Saved data entries
────────────────────
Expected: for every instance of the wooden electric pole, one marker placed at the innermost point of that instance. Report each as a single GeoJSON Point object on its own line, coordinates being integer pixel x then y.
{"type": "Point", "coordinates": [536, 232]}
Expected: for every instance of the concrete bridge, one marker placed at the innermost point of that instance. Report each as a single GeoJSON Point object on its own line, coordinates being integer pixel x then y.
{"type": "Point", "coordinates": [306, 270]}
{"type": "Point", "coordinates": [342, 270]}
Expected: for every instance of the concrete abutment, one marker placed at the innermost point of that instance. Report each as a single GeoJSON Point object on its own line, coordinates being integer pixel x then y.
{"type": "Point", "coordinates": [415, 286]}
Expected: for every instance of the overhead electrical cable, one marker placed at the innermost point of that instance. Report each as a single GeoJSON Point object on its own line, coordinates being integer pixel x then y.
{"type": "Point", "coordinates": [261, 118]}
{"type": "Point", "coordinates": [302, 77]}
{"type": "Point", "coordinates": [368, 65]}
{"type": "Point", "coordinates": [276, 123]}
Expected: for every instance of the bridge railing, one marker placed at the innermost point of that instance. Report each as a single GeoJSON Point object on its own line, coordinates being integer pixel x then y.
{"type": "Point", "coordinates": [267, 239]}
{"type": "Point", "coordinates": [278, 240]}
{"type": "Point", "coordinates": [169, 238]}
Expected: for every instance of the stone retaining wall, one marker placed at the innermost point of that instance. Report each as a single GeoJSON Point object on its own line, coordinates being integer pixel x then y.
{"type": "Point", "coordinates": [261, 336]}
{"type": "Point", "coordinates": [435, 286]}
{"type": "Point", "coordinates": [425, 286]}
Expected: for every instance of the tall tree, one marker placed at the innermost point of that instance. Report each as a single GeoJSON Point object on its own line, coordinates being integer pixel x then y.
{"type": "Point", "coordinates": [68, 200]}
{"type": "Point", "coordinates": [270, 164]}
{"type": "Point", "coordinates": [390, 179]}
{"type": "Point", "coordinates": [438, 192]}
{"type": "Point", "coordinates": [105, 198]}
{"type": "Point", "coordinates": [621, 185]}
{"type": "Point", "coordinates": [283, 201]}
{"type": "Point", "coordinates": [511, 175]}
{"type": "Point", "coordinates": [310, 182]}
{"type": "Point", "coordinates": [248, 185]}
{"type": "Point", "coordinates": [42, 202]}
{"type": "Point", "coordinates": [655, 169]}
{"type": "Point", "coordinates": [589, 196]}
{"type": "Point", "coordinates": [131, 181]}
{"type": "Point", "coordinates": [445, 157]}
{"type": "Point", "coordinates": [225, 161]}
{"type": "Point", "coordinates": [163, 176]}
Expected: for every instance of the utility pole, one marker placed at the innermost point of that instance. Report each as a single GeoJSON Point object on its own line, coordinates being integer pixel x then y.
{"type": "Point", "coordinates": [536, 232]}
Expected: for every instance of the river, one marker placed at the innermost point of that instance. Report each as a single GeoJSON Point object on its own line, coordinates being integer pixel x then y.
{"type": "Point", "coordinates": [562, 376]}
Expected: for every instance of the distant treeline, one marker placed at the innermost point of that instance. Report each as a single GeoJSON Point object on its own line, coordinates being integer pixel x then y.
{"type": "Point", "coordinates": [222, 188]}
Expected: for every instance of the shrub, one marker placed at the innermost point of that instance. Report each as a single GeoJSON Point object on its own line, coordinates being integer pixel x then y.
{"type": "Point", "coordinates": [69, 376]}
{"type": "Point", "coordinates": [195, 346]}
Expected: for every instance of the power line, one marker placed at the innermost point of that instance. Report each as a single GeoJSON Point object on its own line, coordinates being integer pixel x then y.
────────────────────
◆ **Brief**: Your answer must be the lines from the one that contains "Expected: for every instance of the shrub, one" through the last line of the entries above, copied exactly, with no other lines.

◆ **Answer**:
Expected: for every instance of the shrub, one marker placed at the innermost point of that instance. Report each as a single GeoJSON Point object on its own line, coordinates being integer pixel x then y.
{"type": "Point", "coordinates": [69, 376]}
{"type": "Point", "coordinates": [195, 346]}
Expected: for every instance of the power line, one marker placed at the innermost point of that instance. Report each as a single GeoJSON Point object on its own line, coordinates being integer pixel x then y.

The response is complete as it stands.